▸ Aim of the exercise
Would you go through the records below and copy each line with the string "holding"?

▸ The data

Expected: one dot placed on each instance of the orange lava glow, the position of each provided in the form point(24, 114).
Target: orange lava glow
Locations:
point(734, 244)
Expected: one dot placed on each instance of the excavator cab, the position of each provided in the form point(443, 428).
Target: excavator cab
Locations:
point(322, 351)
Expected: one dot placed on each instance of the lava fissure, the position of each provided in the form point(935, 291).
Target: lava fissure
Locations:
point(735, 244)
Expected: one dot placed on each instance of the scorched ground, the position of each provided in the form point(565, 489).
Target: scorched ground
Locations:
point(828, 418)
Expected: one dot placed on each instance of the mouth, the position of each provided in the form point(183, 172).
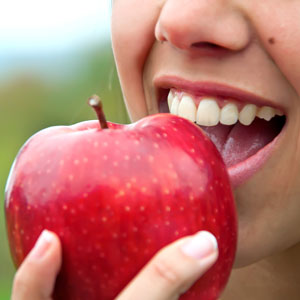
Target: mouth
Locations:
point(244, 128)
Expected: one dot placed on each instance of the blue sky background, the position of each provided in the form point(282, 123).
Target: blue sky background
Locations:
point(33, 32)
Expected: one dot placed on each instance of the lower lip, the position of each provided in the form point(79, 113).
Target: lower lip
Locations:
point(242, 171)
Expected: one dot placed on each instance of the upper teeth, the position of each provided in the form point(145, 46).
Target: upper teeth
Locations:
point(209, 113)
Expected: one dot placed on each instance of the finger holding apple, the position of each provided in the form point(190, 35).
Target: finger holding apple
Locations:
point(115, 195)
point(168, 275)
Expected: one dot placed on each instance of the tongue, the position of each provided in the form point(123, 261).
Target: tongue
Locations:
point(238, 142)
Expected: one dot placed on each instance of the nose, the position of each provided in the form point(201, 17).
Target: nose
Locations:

==

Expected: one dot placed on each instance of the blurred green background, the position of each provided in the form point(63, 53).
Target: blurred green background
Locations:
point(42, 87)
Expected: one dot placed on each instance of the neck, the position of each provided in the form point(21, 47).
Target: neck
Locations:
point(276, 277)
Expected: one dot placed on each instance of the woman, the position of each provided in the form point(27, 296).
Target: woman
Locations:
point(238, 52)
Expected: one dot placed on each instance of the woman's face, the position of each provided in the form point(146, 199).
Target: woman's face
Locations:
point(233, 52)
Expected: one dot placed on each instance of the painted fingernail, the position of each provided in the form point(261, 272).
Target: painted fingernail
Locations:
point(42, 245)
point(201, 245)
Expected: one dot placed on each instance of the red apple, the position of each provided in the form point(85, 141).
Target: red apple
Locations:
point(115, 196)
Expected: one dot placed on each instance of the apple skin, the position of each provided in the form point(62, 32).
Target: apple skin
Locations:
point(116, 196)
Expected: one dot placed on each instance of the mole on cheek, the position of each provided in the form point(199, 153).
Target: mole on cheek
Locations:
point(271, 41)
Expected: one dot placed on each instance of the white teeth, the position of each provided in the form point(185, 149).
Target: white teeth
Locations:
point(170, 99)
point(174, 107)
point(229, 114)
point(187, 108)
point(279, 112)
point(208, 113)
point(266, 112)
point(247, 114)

▸ Answer to this problem
Expected: one dot placed on each instance of the finger holding apple, the position of each provided in the form point(190, 35).
Target: finger holding apple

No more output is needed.